**WHAT TO PRODUCE**
Word for word, copy all the data and drop the pictures.

· · · · · · ·

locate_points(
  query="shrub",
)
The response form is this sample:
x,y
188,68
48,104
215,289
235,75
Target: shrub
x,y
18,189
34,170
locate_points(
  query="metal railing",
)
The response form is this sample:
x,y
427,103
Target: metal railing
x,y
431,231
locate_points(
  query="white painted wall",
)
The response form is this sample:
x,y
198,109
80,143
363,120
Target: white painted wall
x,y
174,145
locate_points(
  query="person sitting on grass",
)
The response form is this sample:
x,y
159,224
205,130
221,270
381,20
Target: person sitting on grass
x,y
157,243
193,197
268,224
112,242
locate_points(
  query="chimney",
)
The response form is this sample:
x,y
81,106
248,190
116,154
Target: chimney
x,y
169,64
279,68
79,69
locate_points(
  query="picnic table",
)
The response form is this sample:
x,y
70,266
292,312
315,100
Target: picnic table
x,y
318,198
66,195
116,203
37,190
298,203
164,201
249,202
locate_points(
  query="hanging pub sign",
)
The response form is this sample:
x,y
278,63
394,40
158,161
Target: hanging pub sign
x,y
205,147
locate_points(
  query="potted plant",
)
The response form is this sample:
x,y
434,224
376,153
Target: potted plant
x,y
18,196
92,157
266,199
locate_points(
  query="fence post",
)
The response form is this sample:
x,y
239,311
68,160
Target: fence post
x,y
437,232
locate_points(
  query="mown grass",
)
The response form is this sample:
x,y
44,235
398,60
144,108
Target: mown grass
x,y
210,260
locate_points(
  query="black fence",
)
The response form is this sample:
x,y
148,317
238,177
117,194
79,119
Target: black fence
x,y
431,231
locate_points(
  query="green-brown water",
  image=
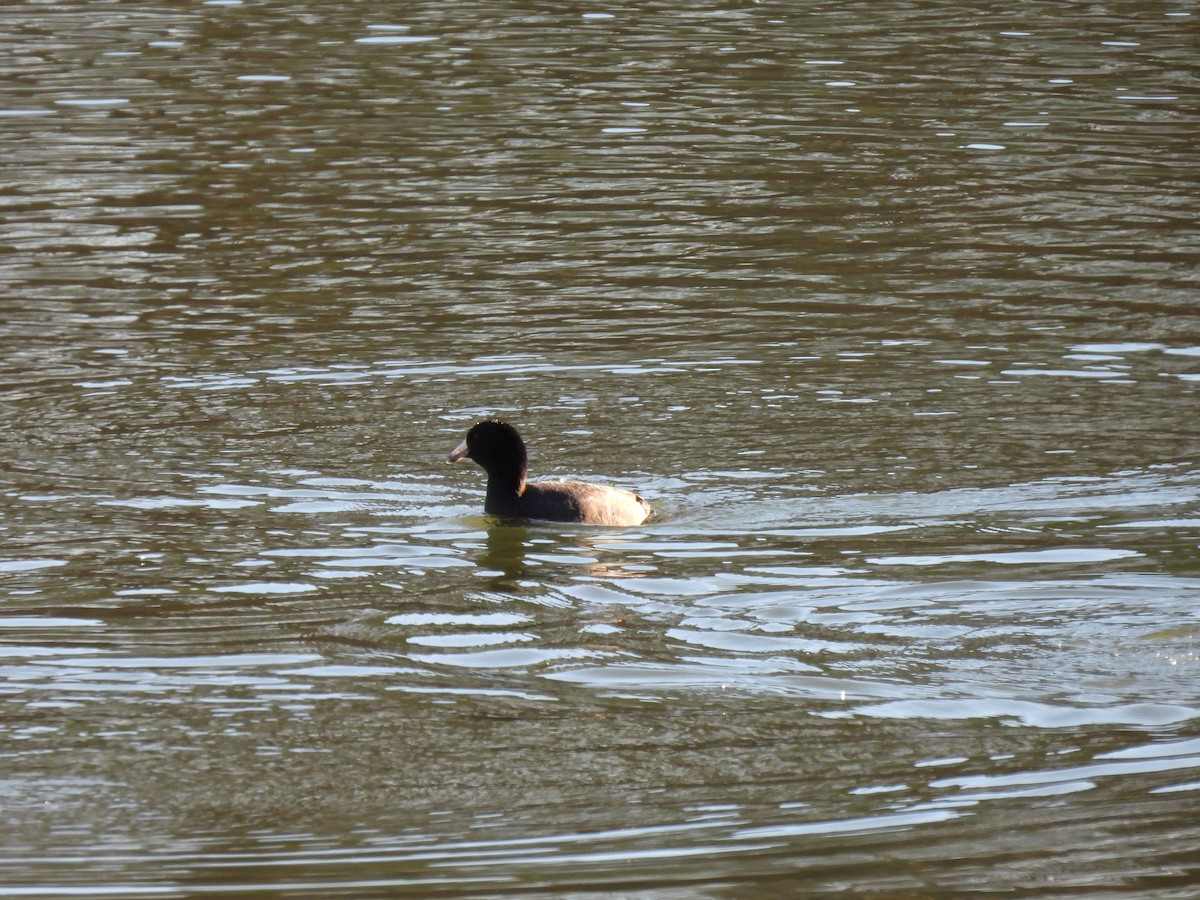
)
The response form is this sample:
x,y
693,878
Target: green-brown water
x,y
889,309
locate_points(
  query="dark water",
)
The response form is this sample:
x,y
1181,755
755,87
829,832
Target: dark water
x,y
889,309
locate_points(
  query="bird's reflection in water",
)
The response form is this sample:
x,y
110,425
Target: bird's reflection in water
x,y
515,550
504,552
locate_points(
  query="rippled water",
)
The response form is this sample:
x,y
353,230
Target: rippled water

· · · · · · ·

**RESPONSE FOR THIS EXERCISE**
locate_points(
  query="shrub",
)
The response form is this sample:
x,y
188,68
48,104
215,289
235,75
Target: shrub
x,y
18,189
34,170
locate_points(
  query="metal railing",
)
The response form is this sample:
x,y
427,103
Target: metal railing
x,y
431,231
locate_points(
  query="white painted wall",
)
The response form is this sample:
x,y
198,109
80,143
363,120
Target: white painted wall
x,y
174,145
locate_points(
  query="person sitting on grass",
)
The response form is this sample:
x,y
159,224
205,130
221,270
381,20
Target: person sitting on grass
x,y
157,243
193,197
268,224
112,242
locate_points(
  query="chimney",
)
The response form is this sample:
x,y
81,106
248,190
116,154
Target: chimney
x,y
169,64
279,68
79,69
locate_points(
  query="picnic table",
)
The response form is this sample:
x,y
70,266
292,312
315,100
Target: picnic table
x,y
318,198
66,195
116,203
37,190
298,203
164,201
249,202
locate_points(
  query="hanging pub sign",
)
The response form is this sample:
x,y
278,63
394,40
158,161
Target: hanging pub sign
x,y
205,147
locate_points(
  query="potted plant",
)
The response form is this sample:
x,y
434,224
376,153
Target: potted plant
x,y
18,196
92,157
266,199
locate_points(
  query="fence post",
)
The response form is this sample:
x,y
239,311
68,160
Target: fence post
x,y
437,232
locate_points(
  query="mown grass",
)
The response form is this sample:
x,y
44,235
398,60
144,108
Target: mown grass
x,y
210,260
locate_points(
  query="black fence",
)
The response form is this sample:
x,y
148,317
238,177
117,194
79,119
Target: black fence
x,y
431,231
locate_points(
  query="green-brown water",
  image=
)
The response form is this sample:
x,y
693,878
Target: green-brown water
x,y
889,309
locate_points(
  query="dark water",
)
The response form is this sample:
x,y
1181,755
755,87
829,832
Target: dark water
x,y
889,309
locate_points(
  query="bird's reflection in water",
)
The response form is this sample:
x,y
110,425
Target: bird's reflection in water
x,y
515,550
504,552
locate_points(
  query="rippled water",
)
The response form is this sample:
x,y
353,230
Target: rippled water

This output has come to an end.